EXERCISE DIRECTIONS
Return the lines beginning at the one that contains "positive clicks: (632, 682)" and continuing to the end of the entries, including both ends, exactly as written and nothing else.

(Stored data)
※ ※ ※

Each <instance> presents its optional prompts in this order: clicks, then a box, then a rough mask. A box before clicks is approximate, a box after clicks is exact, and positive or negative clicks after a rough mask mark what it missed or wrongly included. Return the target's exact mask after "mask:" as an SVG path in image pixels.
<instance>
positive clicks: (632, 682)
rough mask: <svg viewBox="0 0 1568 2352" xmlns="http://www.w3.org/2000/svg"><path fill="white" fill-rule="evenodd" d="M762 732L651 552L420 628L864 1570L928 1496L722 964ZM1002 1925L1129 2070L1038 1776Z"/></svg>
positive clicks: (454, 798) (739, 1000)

※ ※ ※

FINISHED EXERCISE
positive clicks: (632, 682)
rough mask: <svg viewBox="0 0 1568 2352" xmlns="http://www.w3.org/2000/svg"><path fill="white" fill-rule="evenodd" d="M762 732L651 552L420 628L864 1570L928 1496L722 964ZM1002 1925L1129 2070L1038 1776Z"/></svg>
positive clicks: (454, 798) (739, 1000)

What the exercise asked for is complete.